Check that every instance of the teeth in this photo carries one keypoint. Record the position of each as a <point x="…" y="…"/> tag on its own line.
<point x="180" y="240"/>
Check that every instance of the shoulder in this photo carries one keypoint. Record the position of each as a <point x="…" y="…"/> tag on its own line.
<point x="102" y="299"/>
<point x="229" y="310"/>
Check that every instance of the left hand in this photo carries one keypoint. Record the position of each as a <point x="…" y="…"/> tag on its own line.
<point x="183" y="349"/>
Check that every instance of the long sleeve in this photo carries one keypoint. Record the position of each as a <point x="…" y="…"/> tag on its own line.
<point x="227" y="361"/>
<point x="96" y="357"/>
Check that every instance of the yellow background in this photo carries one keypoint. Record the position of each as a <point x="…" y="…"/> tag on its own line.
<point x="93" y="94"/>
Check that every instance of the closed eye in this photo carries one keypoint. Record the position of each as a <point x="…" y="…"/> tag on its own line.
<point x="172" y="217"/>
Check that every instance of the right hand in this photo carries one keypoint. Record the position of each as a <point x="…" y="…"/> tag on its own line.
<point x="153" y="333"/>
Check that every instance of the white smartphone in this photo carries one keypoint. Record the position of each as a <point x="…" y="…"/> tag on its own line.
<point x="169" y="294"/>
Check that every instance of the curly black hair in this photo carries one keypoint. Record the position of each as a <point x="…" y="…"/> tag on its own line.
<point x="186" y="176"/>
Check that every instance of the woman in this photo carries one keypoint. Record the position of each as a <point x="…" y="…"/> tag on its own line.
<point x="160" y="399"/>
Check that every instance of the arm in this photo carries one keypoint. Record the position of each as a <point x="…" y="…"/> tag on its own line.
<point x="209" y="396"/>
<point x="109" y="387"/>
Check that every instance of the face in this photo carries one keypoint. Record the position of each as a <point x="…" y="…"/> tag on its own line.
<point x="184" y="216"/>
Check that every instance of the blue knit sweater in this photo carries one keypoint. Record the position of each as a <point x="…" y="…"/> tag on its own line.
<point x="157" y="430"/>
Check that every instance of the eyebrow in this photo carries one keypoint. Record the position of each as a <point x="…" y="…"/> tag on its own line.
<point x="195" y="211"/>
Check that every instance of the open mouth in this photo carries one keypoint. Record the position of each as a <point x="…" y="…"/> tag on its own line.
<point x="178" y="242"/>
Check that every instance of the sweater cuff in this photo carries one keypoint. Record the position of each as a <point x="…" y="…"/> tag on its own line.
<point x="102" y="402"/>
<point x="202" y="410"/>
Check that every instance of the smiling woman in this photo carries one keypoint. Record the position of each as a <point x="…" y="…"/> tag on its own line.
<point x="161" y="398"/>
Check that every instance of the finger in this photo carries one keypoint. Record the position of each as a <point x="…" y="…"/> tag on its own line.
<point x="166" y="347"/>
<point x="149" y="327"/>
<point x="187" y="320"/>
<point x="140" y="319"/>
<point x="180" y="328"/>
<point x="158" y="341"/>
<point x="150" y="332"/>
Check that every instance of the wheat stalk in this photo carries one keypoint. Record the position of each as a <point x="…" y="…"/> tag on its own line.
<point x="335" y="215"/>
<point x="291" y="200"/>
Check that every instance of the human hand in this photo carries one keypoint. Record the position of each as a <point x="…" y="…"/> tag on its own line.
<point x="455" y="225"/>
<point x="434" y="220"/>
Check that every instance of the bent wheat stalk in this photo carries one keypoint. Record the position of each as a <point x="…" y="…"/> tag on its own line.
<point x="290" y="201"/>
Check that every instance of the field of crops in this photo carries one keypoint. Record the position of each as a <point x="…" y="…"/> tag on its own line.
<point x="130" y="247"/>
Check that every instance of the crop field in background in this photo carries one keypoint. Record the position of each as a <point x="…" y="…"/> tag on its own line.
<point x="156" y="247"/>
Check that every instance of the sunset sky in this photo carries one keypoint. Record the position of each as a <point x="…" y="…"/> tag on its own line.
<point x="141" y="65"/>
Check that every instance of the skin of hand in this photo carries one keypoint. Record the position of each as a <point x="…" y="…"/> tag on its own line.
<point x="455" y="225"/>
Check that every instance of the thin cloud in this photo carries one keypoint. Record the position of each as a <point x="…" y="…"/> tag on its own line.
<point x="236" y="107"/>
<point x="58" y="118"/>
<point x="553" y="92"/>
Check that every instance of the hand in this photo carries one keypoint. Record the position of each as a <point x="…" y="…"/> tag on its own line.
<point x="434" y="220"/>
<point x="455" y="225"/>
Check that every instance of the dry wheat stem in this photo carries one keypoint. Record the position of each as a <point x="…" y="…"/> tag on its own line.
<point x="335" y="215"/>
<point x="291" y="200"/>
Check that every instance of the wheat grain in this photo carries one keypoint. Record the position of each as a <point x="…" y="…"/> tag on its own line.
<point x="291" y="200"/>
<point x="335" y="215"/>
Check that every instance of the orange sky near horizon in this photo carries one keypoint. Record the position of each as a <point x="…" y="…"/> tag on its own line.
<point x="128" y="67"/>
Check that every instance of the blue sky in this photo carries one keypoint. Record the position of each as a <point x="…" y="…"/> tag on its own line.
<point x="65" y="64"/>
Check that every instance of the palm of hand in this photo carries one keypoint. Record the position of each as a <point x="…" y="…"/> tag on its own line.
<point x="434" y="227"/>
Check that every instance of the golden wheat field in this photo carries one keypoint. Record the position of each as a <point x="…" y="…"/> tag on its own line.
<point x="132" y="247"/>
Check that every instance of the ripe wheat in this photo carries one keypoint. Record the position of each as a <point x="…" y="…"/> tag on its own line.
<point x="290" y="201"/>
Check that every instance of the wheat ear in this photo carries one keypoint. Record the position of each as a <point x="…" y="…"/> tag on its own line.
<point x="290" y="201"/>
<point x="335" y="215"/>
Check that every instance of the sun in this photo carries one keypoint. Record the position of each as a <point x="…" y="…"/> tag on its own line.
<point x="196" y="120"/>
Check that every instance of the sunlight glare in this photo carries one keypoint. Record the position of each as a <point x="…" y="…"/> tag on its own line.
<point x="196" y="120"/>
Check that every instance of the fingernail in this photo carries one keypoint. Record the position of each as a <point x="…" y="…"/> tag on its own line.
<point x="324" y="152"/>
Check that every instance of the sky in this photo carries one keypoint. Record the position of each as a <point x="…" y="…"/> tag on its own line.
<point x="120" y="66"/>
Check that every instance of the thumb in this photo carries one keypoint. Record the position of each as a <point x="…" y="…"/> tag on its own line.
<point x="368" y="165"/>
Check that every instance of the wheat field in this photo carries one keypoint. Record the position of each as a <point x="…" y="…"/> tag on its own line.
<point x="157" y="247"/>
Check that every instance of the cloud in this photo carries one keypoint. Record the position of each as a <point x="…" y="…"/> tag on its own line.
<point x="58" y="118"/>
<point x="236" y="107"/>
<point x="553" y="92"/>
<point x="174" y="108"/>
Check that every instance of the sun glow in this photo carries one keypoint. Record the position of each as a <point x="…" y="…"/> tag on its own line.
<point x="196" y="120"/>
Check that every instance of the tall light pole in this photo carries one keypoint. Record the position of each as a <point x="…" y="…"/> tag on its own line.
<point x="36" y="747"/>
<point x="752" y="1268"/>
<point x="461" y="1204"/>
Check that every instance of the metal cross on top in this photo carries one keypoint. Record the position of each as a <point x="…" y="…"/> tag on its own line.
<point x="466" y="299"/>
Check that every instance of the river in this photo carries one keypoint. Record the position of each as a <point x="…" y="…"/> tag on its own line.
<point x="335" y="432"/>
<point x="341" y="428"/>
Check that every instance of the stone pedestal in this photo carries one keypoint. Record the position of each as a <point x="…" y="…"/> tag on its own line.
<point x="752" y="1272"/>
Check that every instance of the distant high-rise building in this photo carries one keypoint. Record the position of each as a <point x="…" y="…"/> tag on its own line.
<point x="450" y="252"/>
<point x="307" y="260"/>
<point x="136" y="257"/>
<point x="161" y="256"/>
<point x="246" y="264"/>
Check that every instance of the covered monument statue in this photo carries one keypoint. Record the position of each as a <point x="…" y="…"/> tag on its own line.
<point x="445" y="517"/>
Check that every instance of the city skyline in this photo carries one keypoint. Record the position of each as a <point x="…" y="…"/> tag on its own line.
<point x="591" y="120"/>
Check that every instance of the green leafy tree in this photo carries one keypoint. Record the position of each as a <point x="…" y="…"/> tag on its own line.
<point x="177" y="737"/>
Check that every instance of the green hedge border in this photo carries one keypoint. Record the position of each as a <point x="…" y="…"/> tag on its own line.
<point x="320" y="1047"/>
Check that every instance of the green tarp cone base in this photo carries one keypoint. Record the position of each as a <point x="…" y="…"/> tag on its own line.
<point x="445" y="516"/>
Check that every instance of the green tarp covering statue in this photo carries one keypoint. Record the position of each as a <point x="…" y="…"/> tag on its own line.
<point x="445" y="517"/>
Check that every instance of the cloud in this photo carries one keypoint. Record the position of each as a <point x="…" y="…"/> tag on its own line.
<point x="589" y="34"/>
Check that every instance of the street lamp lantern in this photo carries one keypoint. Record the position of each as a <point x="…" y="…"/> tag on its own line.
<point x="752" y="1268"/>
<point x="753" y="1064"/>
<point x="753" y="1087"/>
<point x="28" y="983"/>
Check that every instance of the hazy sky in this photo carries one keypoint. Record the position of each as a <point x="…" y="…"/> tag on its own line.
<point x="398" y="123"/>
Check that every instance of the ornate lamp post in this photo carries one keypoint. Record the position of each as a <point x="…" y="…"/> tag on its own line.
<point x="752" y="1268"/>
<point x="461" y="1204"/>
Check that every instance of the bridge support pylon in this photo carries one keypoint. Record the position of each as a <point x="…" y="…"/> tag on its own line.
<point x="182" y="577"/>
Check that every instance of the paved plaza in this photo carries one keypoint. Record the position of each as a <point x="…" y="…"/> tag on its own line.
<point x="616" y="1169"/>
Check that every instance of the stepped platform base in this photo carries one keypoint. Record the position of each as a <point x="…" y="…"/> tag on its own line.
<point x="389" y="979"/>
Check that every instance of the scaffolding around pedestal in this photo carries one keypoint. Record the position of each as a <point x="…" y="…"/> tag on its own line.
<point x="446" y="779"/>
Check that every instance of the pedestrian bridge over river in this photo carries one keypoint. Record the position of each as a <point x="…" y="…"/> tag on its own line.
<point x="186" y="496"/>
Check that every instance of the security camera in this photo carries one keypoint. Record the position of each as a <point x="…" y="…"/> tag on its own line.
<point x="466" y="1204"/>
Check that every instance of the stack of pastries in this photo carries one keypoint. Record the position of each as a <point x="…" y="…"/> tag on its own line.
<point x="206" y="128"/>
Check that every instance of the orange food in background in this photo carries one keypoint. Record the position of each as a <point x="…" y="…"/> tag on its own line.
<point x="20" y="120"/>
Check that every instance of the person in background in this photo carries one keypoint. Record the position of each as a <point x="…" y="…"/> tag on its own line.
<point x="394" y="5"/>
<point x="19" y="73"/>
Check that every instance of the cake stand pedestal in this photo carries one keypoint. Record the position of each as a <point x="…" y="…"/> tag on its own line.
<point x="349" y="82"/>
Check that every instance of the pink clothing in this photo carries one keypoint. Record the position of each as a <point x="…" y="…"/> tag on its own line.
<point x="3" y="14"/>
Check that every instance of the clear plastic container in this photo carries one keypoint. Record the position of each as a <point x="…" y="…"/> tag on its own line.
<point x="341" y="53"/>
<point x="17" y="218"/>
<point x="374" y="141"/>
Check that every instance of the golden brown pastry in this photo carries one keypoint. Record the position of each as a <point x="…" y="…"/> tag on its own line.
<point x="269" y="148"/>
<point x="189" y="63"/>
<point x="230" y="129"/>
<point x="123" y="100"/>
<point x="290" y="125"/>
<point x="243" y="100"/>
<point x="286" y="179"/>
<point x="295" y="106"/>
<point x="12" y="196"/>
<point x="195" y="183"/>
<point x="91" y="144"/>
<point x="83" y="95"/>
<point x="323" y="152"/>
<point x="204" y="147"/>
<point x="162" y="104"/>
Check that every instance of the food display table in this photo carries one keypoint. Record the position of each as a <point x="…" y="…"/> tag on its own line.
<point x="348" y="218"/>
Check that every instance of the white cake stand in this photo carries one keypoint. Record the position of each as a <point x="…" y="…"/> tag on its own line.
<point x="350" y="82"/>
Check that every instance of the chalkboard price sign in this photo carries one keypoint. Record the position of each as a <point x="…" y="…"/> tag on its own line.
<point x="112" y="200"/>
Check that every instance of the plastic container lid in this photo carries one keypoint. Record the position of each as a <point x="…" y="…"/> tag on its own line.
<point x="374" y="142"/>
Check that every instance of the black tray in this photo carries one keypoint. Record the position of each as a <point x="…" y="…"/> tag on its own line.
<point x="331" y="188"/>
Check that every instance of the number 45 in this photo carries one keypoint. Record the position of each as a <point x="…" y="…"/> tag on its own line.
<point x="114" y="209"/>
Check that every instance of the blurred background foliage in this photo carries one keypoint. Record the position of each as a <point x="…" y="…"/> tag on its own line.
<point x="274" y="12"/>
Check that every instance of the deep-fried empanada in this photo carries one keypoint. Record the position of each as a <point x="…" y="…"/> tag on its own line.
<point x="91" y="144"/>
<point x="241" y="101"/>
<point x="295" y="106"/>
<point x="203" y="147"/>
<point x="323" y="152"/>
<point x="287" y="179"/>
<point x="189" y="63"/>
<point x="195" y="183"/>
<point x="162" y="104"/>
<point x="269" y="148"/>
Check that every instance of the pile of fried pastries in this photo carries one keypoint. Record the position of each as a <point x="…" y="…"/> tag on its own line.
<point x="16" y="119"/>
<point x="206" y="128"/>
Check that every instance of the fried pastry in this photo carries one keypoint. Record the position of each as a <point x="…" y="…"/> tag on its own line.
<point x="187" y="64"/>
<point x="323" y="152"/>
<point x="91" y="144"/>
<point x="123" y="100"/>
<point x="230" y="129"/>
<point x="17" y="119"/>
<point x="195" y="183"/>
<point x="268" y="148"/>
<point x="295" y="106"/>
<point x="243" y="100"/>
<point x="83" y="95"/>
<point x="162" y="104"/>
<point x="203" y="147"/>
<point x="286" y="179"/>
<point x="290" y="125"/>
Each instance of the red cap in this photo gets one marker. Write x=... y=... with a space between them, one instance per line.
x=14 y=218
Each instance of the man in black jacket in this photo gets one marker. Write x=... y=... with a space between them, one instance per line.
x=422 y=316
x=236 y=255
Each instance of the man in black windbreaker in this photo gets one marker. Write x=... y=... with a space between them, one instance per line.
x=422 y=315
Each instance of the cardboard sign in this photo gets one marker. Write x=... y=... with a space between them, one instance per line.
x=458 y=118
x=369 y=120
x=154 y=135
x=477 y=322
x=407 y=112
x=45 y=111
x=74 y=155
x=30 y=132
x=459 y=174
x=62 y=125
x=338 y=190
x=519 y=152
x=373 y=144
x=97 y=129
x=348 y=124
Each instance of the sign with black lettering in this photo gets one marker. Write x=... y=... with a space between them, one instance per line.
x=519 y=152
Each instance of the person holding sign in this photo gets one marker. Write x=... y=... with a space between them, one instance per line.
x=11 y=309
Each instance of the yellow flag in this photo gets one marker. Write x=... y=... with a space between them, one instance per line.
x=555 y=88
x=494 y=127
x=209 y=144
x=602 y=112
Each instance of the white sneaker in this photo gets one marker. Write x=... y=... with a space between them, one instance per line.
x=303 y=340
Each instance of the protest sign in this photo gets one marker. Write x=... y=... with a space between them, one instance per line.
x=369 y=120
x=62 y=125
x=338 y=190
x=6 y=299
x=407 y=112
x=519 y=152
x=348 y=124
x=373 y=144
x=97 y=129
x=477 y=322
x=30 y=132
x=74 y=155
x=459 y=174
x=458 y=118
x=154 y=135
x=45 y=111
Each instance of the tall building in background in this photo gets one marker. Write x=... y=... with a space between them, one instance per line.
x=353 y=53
☆ ☆ ☆ ☆ ☆
Take the line that contains "Each instance of the person" and every line after it through the end of the listing above, and repeat them exactly.

**Solution for this task**
Each instance of the person holding sign in this photo gets one marker. Write x=... y=... with a space between them, one instance per line.
x=11 y=309
Each instance of the yellow flag in this photo gets one marker. Write x=... y=... with a space between them, one instance per line.
x=555 y=88
x=494 y=127
x=209 y=144
x=602 y=112
Each instance of the white sneaker in this photo gets one marker. Write x=... y=... with a space between them, one instance per line.
x=303 y=340
Each instance of the protest sign in this photo gets one marker. Write x=... y=... with a space between them, one instance per line.
x=369 y=120
x=62 y=125
x=338 y=190
x=6 y=299
x=407 y=112
x=519 y=152
x=348 y=124
x=373 y=144
x=97 y=129
x=477 y=322
x=30 y=132
x=74 y=155
x=459 y=174
x=458 y=118
x=154 y=135
x=45 y=111
Each instance of the tall building in background in this photo gets one marker. Write x=... y=... with a space between them, one instance per line.
x=353 y=53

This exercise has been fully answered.